■ Aim of the task ■
Return exactly, please, the lines from the one containing "Annotate child's lips with boxes." to the last line of the entries below, and nothing else, leaving pictures out.

■ Dataset excerpts ■

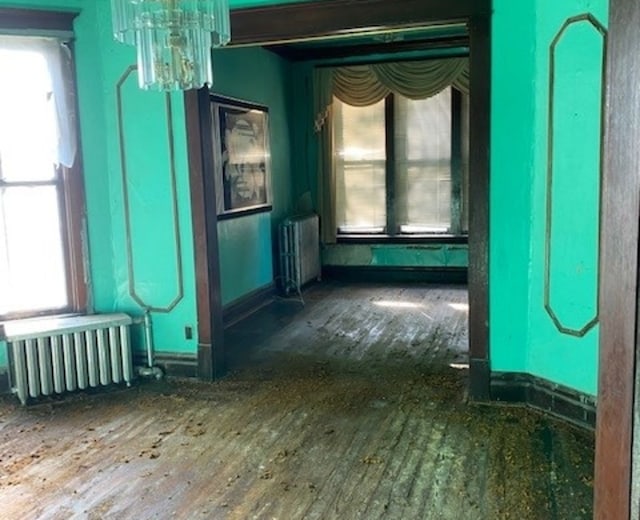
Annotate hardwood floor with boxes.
[0,282,594,519]
[225,282,469,371]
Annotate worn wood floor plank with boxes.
[0,282,593,519]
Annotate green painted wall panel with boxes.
[118,72,184,310]
[322,244,468,268]
[489,0,537,374]
[219,214,274,305]
[546,20,603,334]
[211,46,294,306]
[525,0,607,396]
[85,1,199,356]
[73,3,117,313]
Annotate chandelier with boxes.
[111,0,231,91]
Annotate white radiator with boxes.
[279,214,321,295]
[4,313,134,405]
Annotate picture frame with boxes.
[211,95,273,218]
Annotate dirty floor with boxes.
[0,283,594,519]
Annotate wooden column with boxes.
[185,88,226,380]
[467,14,492,400]
[595,0,640,516]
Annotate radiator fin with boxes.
[279,214,321,295]
[5,314,134,405]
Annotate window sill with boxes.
[336,234,468,245]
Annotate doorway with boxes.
[186,0,492,400]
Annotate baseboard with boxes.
[0,369,9,394]
[322,266,468,284]
[133,352,198,379]
[491,372,596,430]
[468,358,490,401]
[222,283,277,328]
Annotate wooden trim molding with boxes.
[133,352,198,379]
[230,0,489,46]
[491,372,597,431]
[467,14,491,401]
[184,89,226,381]
[222,283,277,328]
[267,35,469,62]
[322,266,467,284]
[0,8,78,33]
[595,0,640,517]
[0,369,9,395]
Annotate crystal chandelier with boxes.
[111,0,231,91]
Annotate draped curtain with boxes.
[314,67,337,244]
[314,57,469,243]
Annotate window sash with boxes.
[0,36,85,319]
[333,89,468,239]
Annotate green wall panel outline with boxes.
[116,65,184,313]
[544,13,606,338]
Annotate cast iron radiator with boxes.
[279,213,321,295]
[4,313,134,405]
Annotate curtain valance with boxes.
[332,57,469,107]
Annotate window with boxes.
[334,87,469,238]
[0,37,85,318]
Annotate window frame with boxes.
[335,87,468,243]
[0,10,87,321]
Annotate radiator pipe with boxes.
[144,310,153,368]
[136,309,163,380]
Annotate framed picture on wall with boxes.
[211,95,273,218]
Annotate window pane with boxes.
[334,98,386,232]
[0,48,57,182]
[0,186,68,314]
[395,89,452,233]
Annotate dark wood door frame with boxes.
[186,0,492,397]
[594,0,640,516]
[185,88,226,380]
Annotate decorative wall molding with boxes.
[544,14,607,337]
[116,65,184,313]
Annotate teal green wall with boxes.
[1,0,607,399]
[1,0,200,359]
[82,2,198,356]
[491,0,607,396]
[211,46,294,305]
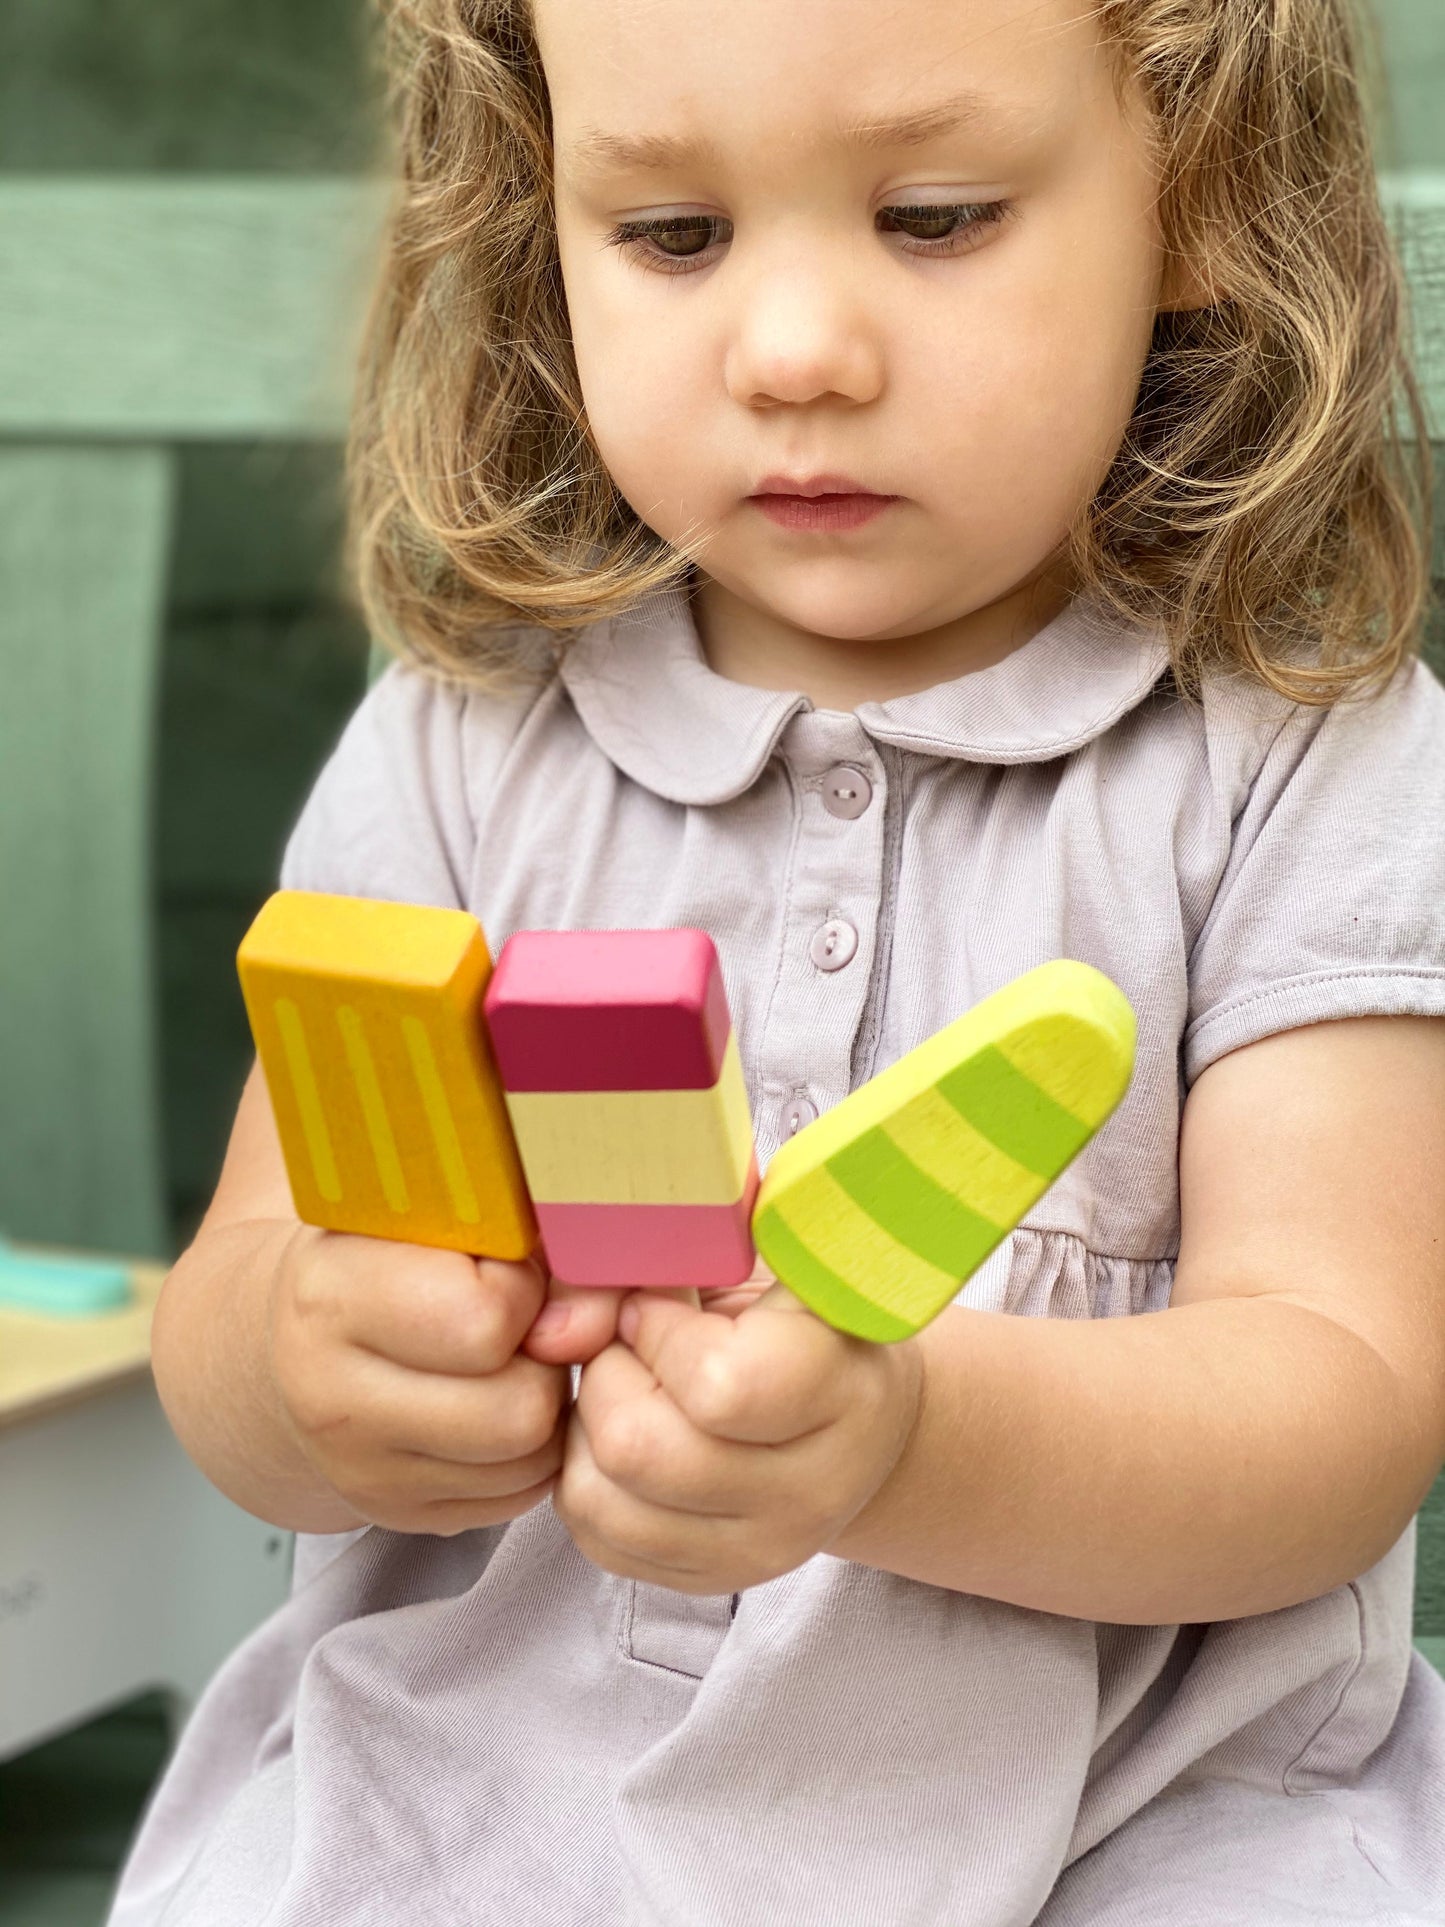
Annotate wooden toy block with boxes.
[525,1198,758,1291]
[485,930,758,1287]
[484,929,733,1090]
[752,960,1136,1342]
[237,891,536,1259]
[497,1034,754,1205]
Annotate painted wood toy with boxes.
[237,891,536,1259]
[484,929,758,1289]
[0,1236,132,1317]
[752,960,1136,1342]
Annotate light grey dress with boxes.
[110,587,1445,1925]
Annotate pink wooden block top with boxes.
[484,929,733,1092]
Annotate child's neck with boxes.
[691,565,1073,712]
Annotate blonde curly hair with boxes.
[347,0,1434,705]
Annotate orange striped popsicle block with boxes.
[484,930,758,1288]
[237,891,536,1258]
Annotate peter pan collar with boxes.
[558,581,1172,806]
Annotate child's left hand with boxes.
[552,1267,926,1595]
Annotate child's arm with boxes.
[150,1063,621,1535]
[827,1013,1445,1622]
[561,1013,1445,1620]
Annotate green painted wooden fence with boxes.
[0,181,383,1257]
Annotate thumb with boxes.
[521,1282,629,1364]
[615,1285,702,1354]
[744,1280,817,1321]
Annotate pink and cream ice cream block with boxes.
[483,930,758,1288]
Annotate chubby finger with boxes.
[521,1282,701,1366]
[405,1472,561,1537]
[572,1342,771,1514]
[556,1408,721,1576]
[617,1286,857,1443]
[352,1468,562,1539]
[692,1253,777,1322]
[557,1413,796,1592]
[288,1341,567,1470]
[362,1423,565,1508]
[520,1283,627,1365]
[406,1473,562,1537]
[337,1241,550,1376]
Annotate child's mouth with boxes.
[748,491,898,533]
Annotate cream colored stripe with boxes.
[402,1015,480,1225]
[336,1005,410,1217]
[273,998,342,1203]
[775,1165,958,1325]
[504,1031,753,1205]
[995,1013,1115,1127]
[885,1085,1042,1226]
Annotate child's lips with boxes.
[748,491,899,532]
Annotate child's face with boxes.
[539,0,1170,646]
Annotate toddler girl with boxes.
[112,1,1445,1921]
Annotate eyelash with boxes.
[604,200,1015,276]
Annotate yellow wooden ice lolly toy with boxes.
[752,960,1136,1342]
[237,890,536,1259]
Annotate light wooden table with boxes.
[0,1253,294,1761]
[0,1255,166,1430]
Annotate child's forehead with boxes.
[535,0,1112,163]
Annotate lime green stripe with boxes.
[938,1045,1092,1177]
[401,1015,480,1225]
[336,1005,410,1216]
[886,1084,1043,1229]
[752,1208,916,1343]
[772,1165,960,1324]
[273,998,342,1202]
[827,1129,1003,1277]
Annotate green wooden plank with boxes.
[0,0,378,177]
[169,444,351,613]
[1374,2,1445,172]
[1378,173,1444,436]
[0,179,387,439]
[0,445,173,1256]
[1416,1467,1445,1638]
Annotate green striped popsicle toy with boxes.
[751,960,1136,1341]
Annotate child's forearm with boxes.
[828,1296,1437,1623]
[151,1220,365,1534]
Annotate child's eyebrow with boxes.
[563,89,1002,176]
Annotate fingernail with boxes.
[618,1299,641,1345]
[533,1303,572,1337]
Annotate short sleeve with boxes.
[1183,658,1445,1087]
[279,663,498,910]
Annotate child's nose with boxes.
[723,259,885,409]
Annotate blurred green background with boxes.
[0,5,1441,1923]
[0,2,385,1259]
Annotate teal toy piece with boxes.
[0,1236,133,1316]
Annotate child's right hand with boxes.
[266,1227,623,1536]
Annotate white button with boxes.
[781,1096,818,1136]
[810,919,858,972]
[821,765,873,820]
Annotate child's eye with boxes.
[605,200,1013,276]
[876,200,1014,254]
[606,215,734,275]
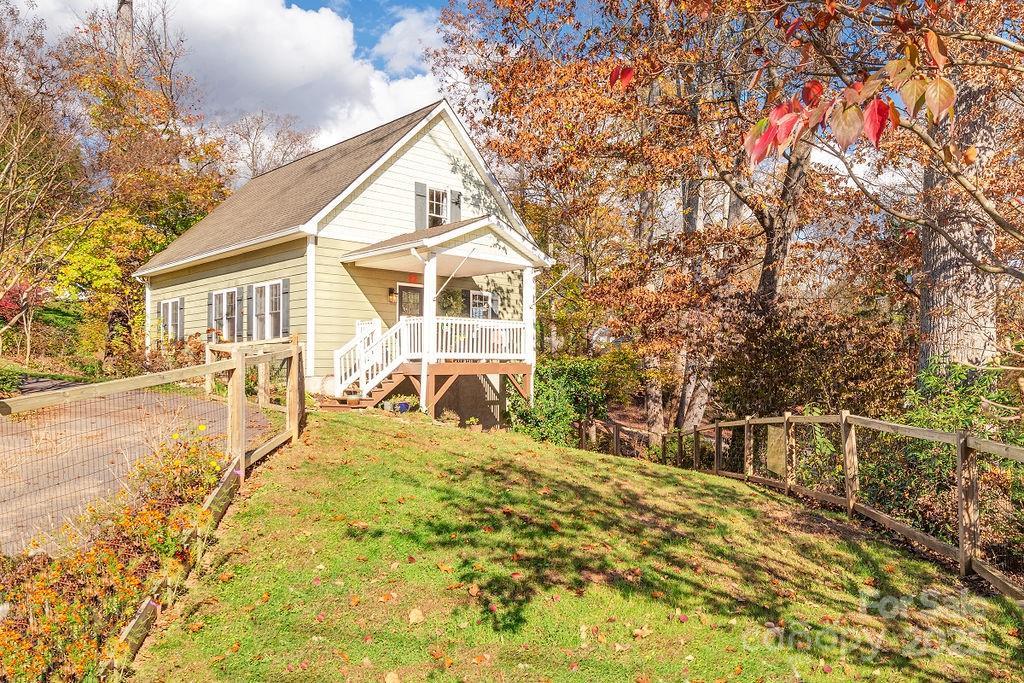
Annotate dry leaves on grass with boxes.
[408,608,425,625]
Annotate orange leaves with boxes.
[830,103,863,151]
[923,29,948,70]
[925,76,955,122]
[899,78,928,119]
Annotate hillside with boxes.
[132,411,1023,682]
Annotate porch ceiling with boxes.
[346,250,524,277]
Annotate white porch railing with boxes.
[332,316,529,398]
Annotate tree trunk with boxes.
[643,355,665,434]
[919,86,998,368]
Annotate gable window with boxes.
[252,280,283,340]
[159,298,184,342]
[469,290,492,319]
[428,187,448,227]
[211,289,237,342]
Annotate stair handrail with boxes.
[333,319,382,397]
[359,318,414,397]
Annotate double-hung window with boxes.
[211,289,237,341]
[159,299,182,341]
[469,290,493,319]
[427,187,448,228]
[253,280,283,340]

■ Result ■
Annotate child's lips with boxes.
[748,491,899,532]
Annotate child's face with boxes.
[539,0,1170,646]
Annotate toddler girl with boxes.
[112,1,1445,1921]
Annotate eyelash with boxes.
[604,200,1015,276]
Annotate yellow wooden ice lolly toy with boxes.
[752,960,1136,1342]
[237,890,536,1259]
Annotate light wooden table with boxes.
[0,1253,294,1761]
[0,1255,166,1430]
Annotate child's forehead with boxes.
[535,0,1112,163]
Annotate lime green stripe with boxes.
[938,1045,1092,1177]
[401,1015,480,1225]
[336,1005,410,1216]
[886,1084,1043,1229]
[752,1208,916,1343]
[772,1165,960,1324]
[273,998,342,1202]
[827,1129,1003,1277]
Annotate green wooden plank with boxes.
[0,0,378,177]
[169,444,351,613]
[1374,2,1445,172]
[1378,173,1444,436]
[0,179,387,439]
[0,445,173,1256]
[1416,1467,1445,1638]
Annotate green striped popsicle toy with boxes.
[751,960,1136,1341]
Annotate child's forearm with boxes.
[828,1296,1437,1623]
[151,1220,365,1534]
Annotate child's eyebrow with boxes.
[563,89,1002,176]
Annotate fingernail with boxes.
[618,1299,641,1345]
[533,1303,572,1337]
Annotate short sleeve with boxes.
[1183,658,1445,1087]
[279,663,498,910]
Annotate child's nose with boxes.
[723,259,885,409]
Annotate blurred green background with boxes.
[0,5,1441,1923]
[0,2,385,1259]
Annotate teal toy piece with boxes.
[0,1236,133,1316]
Annotate child's right hand with boxes.
[266,1227,623,1536]
Annotate white button with boxes.
[781,1096,818,1136]
[810,919,858,972]
[821,765,873,820]
Annotate child's eye with boxes.
[605,200,1013,276]
[876,200,1014,254]
[606,215,734,275]
Annotate dry leaves on grass with boxes.
[408,608,425,625]
Annotate orange leaves with boxes.
[830,103,863,151]
[923,29,948,70]
[925,76,955,122]
[899,78,928,119]
Annotate hillside with boxes.
[132,411,1023,682]
Annotate porch ceiling with boxes.
[346,250,524,277]
Annotate white porch railing with boxes.
[332,316,529,398]
Annotate tree trunk with boxes.
[643,355,665,434]
[919,86,998,368]
Annotate gable window with boxes.
[252,280,283,340]
[159,298,184,342]
[469,290,492,319]
[428,187,448,227]
[211,289,237,342]
Annotate stair handrail with boxes.
[333,319,382,397]
[359,318,414,397]
Annotate double-hung window with boxes.
[211,289,237,341]
[159,299,182,341]
[469,290,493,319]
[427,187,448,228]
[253,280,283,340]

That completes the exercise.